#### Aim of the task
Copy each line containing the word "point" from the records that follow, please.

[Records drawn from a dataset]
○ ○ ○ ○
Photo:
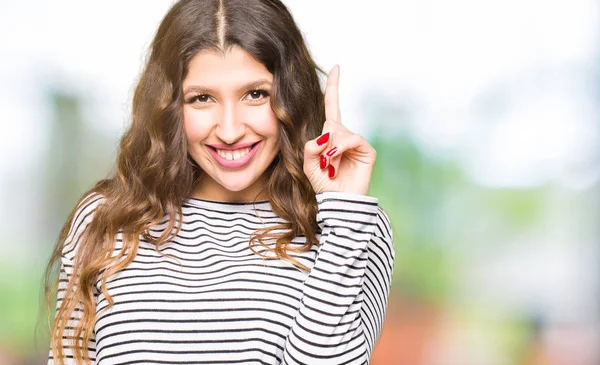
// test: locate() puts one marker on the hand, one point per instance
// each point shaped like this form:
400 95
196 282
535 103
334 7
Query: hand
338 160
○ ○ ○ ○
#### Task answer
// test: locate() puts one marker on the hand, one point per instance
// each point shaped like this form:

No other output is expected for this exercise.